## WORK ITEM:
Return every line below exactly as written.

[Data entries]
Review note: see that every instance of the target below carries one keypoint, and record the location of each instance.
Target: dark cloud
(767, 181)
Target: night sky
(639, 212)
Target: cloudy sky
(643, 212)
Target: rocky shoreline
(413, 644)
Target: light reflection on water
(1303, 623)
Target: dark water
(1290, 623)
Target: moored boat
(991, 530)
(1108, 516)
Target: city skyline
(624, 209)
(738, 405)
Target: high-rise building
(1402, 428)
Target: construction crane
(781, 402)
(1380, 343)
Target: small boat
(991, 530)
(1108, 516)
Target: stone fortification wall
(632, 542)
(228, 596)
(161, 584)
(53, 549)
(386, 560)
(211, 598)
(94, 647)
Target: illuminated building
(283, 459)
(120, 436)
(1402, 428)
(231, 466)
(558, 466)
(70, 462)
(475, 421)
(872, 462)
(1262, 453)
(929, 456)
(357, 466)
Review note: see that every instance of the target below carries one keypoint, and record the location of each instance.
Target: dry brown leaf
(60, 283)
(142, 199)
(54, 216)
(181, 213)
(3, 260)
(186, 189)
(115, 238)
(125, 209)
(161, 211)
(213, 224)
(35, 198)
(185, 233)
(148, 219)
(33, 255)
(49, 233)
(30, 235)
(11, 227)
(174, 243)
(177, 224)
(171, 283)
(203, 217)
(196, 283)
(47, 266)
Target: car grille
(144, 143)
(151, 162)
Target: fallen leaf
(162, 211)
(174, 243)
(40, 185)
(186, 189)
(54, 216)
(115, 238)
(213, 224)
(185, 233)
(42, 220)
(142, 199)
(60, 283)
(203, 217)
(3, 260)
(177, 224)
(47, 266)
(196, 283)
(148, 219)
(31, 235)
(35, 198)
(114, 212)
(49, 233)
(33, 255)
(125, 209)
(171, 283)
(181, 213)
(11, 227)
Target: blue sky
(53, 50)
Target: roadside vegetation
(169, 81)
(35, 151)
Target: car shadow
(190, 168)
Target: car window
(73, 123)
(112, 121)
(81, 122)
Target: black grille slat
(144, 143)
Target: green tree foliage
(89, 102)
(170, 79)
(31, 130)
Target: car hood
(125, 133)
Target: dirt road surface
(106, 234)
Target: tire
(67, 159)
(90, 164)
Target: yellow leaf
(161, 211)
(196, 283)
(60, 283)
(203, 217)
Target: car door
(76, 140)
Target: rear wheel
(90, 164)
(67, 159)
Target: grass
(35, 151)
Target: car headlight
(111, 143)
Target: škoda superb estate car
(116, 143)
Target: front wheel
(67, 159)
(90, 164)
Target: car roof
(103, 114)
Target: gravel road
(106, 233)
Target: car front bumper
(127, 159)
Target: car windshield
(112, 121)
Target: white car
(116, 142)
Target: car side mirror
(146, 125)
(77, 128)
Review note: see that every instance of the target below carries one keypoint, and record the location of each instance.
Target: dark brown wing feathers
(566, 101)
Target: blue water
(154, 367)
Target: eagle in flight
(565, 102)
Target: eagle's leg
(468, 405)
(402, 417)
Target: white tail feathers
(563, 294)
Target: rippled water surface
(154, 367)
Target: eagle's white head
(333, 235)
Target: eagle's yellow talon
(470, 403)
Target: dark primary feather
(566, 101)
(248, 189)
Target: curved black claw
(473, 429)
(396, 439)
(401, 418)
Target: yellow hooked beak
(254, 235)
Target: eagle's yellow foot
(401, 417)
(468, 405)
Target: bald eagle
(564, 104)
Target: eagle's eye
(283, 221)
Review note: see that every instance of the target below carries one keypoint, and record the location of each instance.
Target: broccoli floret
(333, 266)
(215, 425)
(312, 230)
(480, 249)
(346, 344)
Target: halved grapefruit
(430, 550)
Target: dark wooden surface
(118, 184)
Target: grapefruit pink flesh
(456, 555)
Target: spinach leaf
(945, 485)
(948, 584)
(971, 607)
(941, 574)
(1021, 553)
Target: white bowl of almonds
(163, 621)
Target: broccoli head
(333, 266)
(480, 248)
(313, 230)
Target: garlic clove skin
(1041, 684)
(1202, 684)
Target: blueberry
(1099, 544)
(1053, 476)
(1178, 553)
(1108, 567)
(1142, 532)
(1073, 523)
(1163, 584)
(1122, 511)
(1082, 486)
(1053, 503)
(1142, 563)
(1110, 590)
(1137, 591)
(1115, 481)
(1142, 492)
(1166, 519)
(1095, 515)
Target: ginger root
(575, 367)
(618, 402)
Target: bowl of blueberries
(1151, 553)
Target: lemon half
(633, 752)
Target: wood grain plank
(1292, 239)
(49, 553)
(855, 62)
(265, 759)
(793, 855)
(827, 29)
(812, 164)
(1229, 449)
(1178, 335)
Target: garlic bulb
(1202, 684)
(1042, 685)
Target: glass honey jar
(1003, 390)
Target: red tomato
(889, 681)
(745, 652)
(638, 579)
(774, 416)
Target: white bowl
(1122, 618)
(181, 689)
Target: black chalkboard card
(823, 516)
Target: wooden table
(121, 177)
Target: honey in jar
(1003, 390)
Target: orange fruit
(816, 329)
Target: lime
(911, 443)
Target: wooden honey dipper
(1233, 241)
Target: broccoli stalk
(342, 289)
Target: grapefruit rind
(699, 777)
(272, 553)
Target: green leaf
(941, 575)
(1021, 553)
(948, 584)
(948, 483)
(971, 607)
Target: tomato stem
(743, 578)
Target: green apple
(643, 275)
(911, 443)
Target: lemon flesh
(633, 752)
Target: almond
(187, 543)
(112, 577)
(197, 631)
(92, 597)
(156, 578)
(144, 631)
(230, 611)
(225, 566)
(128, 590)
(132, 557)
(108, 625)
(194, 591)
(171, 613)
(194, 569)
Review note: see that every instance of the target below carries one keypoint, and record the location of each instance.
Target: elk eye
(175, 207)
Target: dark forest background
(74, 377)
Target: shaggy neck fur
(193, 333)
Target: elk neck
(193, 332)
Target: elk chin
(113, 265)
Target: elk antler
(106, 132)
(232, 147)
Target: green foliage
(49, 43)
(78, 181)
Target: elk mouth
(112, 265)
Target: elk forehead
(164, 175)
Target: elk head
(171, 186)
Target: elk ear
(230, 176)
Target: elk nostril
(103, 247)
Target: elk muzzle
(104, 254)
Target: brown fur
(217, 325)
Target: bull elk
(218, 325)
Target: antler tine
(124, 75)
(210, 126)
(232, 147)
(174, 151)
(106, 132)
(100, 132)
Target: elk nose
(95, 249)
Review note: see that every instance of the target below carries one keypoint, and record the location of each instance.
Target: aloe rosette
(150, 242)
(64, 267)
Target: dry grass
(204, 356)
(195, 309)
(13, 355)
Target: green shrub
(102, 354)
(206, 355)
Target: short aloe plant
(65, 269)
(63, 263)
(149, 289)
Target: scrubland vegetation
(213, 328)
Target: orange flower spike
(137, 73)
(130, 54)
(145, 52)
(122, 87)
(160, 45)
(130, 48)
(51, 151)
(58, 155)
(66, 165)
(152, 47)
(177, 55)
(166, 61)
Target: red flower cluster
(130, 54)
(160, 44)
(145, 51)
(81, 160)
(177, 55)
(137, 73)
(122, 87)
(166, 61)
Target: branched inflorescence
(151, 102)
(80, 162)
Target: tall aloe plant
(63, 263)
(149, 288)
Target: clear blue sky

## REPLY TO THE EXERCISE:
Review note: see that every instance of the target below carries one keypoint, and record the location of each instance.
Target: dark cloud
(767, 181)
Target: night sky
(639, 212)
Target: cloudy sky
(643, 212)
Target: rocky shoreline
(413, 644)
Target: light reflection on water
(1303, 623)
Target: dark water
(1290, 623)
Target: moored boat
(991, 530)
(1108, 516)
Target: city skyline
(624, 209)
(738, 405)
Target: high-rise building
(1402, 428)
Target: construction crane
(781, 402)
(1380, 343)
Target: small boat
(991, 530)
(1108, 516)
Target: stone fortification wall
(632, 542)
(228, 596)
(161, 584)
(53, 549)
(386, 560)
(211, 598)
(94, 647)
Target: illuminated building
(283, 459)
(120, 436)
(1402, 428)
(231, 466)
(558, 466)
(70, 462)
(475, 421)
(872, 462)
(1262, 453)
(929, 456)
(357, 466)
Review note: see that every instance of the target below carries one keypoint, and record the location of each instance.
Target: dry brown leaf
(60, 283)
(142, 199)
(54, 216)
(181, 213)
(3, 260)
(186, 189)
(115, 238)
(125, 209)
(161, 211)
(213, 224)
(35, 198)
(185, 233)
(148, 219)
(33, 255)
(49, 233)
(30, 235)
(11, 227)
(174, 243)
(177, 224)
(171, 283)
(203, 217)
(196, 283)
(47, 266)
Target: car grille
(144, 143)
(151, 162)
Target: fallen leaf
(162, 211)
(174, 243)
(40, 185)
(186, 189)
(54, 216)
(115, 238)
(213, 224)
(185, 233)
(42, 220)
(142, 199)
(60, 283)
(203, 217)
(3, 260)
(177, 224)
(47, 266)
(196, 283)
(148, 219)
(31, 235)
(35, 198)
(114, 212)
(49, 233)
(33, 255)
(125, 209)
(171, 283)
(181, 213)
(11, 227)
Target: blue sky
(53, 50)
Target: roadside vegetation
(169, 81)
(35, 151)
Target: car shadow
(190, 168)
Target: car window
(73, 123)
(112, 121)
(81, 122)
Target: black grille slat
(144, 143)
Target: green tree foliage
(89, 102)
(170, 79)
(31, 130)
Target: car hood
(125, 133)
Target: dirt road surface
(106, 234)
Target: tire
(67, 159)
(90, 164)
Target: yellow leaf
(161, 211)
(196, 283)
(60, 283)
(203, 217)
Target: car door
(76, 140)
Target: rear wheel
(90, 164)
(67, 159)
Target: grass
(35, 151)
Target: car headlight
(111, 143)
Target: škoda superb estate car
(116, 143)
Target: front wheel
(67, 159)
(90, 164)
Target: car roof
(103, 114)
Target: gravel road
(106, 233)
Target: car front bumper
(127, 159)
Target: car windshield
(112, 121)
Target: white car
(116, 142)
Target: car side mirror
(146, 125)
(77, 128)
Review note: see that every instance of the target below carries one keypoint, and record the location of each instance.
Target: dark brown wing feathers
(566, 101)
Target: blue water
(154, 367)
Target: eagle in flight
(565, 102)
Target: eagle's leg
(468, 405)
(402, 417)
Target: white tail feathers
(563, 294)
Target: rippled water surface
(154, 367)
Target: eagle's white head
(333, 235)
Target: eagle's yellow talon
(470, 403)
Target: dark primary feather
(566, 101)
(248, 189)
Target: curved black claw
(473, 429)
(396, 439)
(401, 418)
Target: yellow hooked beak
(254, 235)
Target: eagle's yellow foot
(401, 417)
(468, 405)
Target: bald eagle
(564, 104)
Target: eagle's eye
(283, 221)
Review note: see that every instance of the target below carries one keypoint, and record the location of each instance.
Target: broccoli floret
(333, 266)
(215, 425)
(312, 230)
(480, 249)
(346, 344)
Target: halved grapefruit
(430, 550)
Target: dark wooden surface
(118, 184)
Target: grapefruit pink flesh
(456, 555)
Target: spinach leaf
(945, 485)
(948, 584)
(971, 607)
(941, 574)
(1021, 553)
Target: white bowl of almonds
(163, 621)
Target: broccoli head
(333, 266)
(480, 248)
(313, 230)
Target: garlic clove skin
(1041, 684)
(1202, 684)
Target: blueberry
(1099, 544)
(1053, 476)
(1178, 553)
(1108, 567)
(1142, 532)
(1073, 523)
(1163, 584)
(1122, 511)
(1082, 486)
(1053, 503)
(1142, 563)
(1110, 590)
(1137, 591)
(1115, 481)
(1142, 492)
(1166, 519)
(1095, 515)
Target: ginger root
(575, 367)
(618, 402)
Target: bowl of blueberries
(1151, 553)
Target: lemon half
(633, 752)
Target: wood grain plank
(1292, 239)
(49, 553)
(855, 62)
(265, 759)
(793, 855)
(827, 29)
(812, 164)
(1229, 449)
(1178, 335)
Target: garlic bulb
(1202, 684)
(1042, 685)
Target: glass honey jar
(1003, 390)
Target: red tomato
(889, 681)
(745, 652)
(638, 579)
(774, 416)
Target: white bowl
(1122, 618)
(181, 689)
Target: black chalkboard card
(823, 516)
Target: wooden table
(121, 177)
Target: honey in jar
(1003, 390)
Target: orange fruit
(816, 329)
Target: lime
(911, 443)
Target: wooden honey dipper
(1233, 241)
Target: broccoli stalk
(342, 289)
Target: grapefruit rind
(699, 777)
(272, 553)
Target: green leaf
(941, 575)
(1021, 553)
(948, 584)
(948, 483)
(971, 607)
Target: tomato stem
(743, 578)
Target: green apple
(643, 275)
(911, 443)
Target: lemon flesh
(633, 752)
Target: almond
(187, 543)
(112, 577)
(197, 631)
(92, 597)
(156, 578)
(144, 631)
(230, 611)
(225, 566)
(128, 590)
(132, 557)
(108, 625)
(194, 591)
(171, 613)
(194, 569)
Review note: see that every instance of the target below carries one keypoint, and record the location of each instance.
Target: elk eye
(175, 207)
Target: dark forest background
(74, 377)
Target: shaggy neck fur
(193, 333)
Target: elk neck
(193, 332)
Target: elk chin
(113, 265)
Target: elk antler
(106, 132)
(232, 147)
Target: green foliage
(49, 43)
(78, 181)
Target: elk mouth
(112, 265)
Target: elk forehead
(164, 175)
Target: elk head
(171, 186)
Target: elk ear
(230, 176)
Target: elk nostril
(103, 247)
Target: elk muzzle
(104, 254)
Target: brown fur
(217, 325)
Target: bull elk
(218, 325)
Target: antler tine
(124, 75)
(210, 126)
(232, 147)
(174, 151)
(106, 132)
(100, 132)
Target: elk nose
(95, 249)
Review note: see that every instance of the target below carries one keypoint, and record the location of each instance.
Target: aloe rosette
(150, 242)
(64, 267)
Target: dry grass
(204, 356)
(195, 309)
(13, 355)
Target: green shrub
(102, 354)
(206, 355)
Target: short aloe plant
(65, 269)
(63, 263)
(149, 289)
Target: scrubland vegetation
(213, 328)
Target: orange flower spike
(137, 73)
(130, 54)
(145, 52)
(122, 87)
(160, 45)
(130, 48)
(51, 151)
(58, 155)
(66, 165)
(152, 47)
(177, 55)
(166, 61)
Target: red flower cluster
(130, 54)
(160, 44)
(145, 51)
(81, 160)
(177, 55)
(137, 73)
(122, 87)
(166, 61)
Target: branched inflorescence
(151, 102)
(80, 162)
Target: tall aloe plant
(63, 263)
(149, 288)
Target: clear blue sky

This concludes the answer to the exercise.